_Data in this exercise_
——

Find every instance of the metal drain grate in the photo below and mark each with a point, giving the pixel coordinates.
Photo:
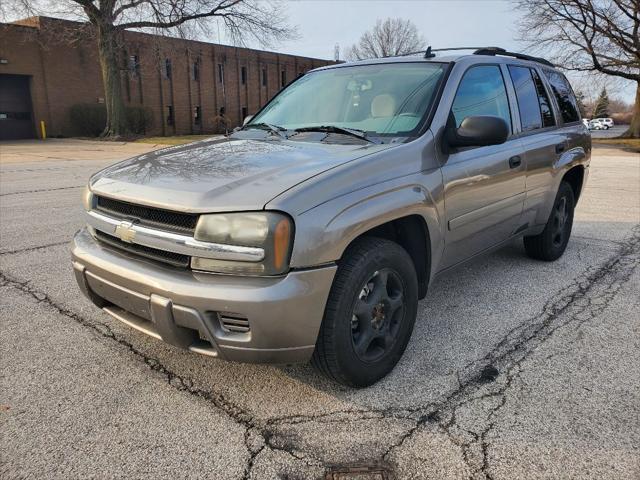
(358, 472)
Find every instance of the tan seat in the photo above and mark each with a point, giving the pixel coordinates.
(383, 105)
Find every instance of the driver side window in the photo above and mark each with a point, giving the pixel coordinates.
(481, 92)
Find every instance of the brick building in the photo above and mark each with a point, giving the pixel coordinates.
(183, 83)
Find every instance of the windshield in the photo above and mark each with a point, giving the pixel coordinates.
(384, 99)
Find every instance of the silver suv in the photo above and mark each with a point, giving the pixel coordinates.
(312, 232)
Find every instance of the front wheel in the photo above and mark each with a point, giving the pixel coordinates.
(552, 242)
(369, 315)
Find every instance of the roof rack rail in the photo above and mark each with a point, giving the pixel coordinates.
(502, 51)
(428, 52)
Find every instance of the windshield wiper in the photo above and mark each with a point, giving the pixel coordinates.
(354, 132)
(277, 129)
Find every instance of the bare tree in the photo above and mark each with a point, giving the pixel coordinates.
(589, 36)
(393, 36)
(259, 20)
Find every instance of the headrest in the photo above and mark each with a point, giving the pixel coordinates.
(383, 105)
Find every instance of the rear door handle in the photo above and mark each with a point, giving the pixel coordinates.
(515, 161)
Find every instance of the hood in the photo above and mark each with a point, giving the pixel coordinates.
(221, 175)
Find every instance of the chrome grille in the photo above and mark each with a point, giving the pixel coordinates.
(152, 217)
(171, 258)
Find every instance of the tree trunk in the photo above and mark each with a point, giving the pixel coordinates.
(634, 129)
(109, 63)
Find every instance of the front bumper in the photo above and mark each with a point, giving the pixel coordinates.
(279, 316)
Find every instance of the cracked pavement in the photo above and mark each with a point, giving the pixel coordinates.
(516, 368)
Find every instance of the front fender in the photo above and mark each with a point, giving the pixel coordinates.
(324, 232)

——

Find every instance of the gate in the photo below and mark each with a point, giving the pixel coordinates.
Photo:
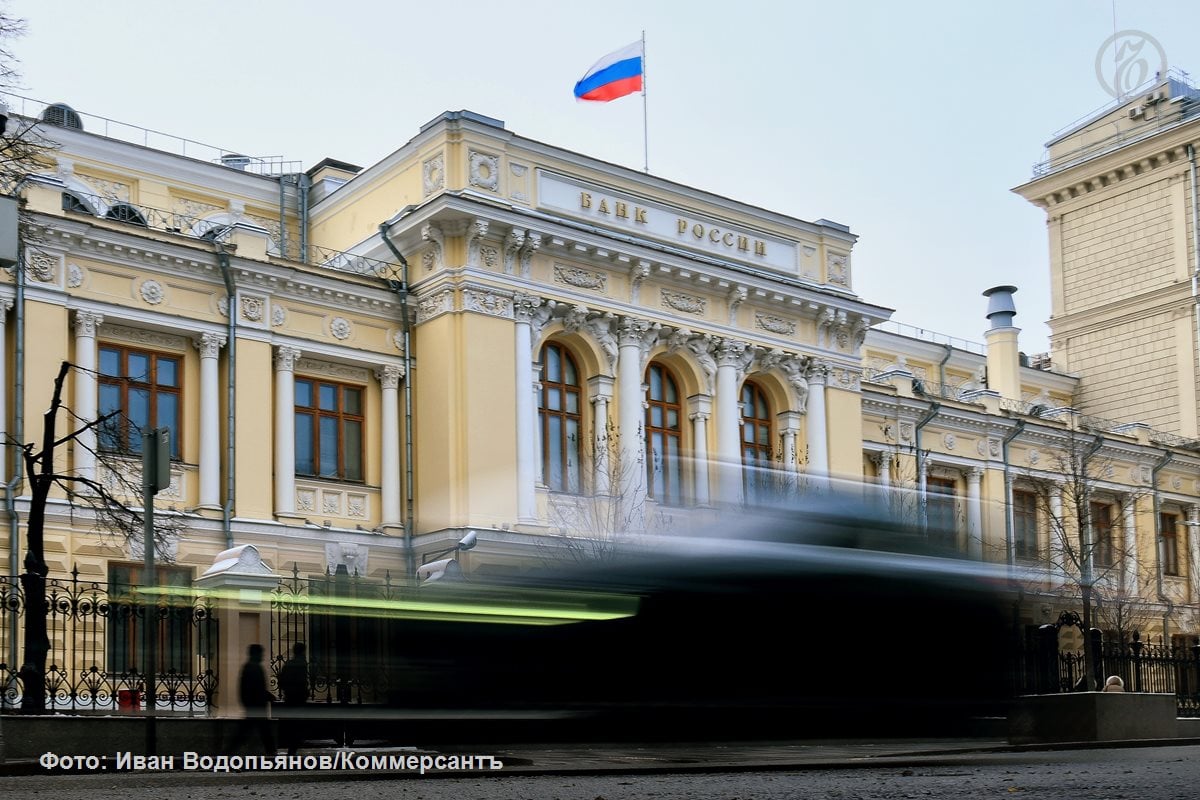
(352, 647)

——

_Problem_
Starting from the data above, filter for lines with "below" and copy each one.

_Worked solution_
Find every instance of the metal drain grate in the photo below and mark each with a point, giving the pixel coordinates.
Find every instance of the gate in the photo below and mark each with a point, giving the pixel coordinates.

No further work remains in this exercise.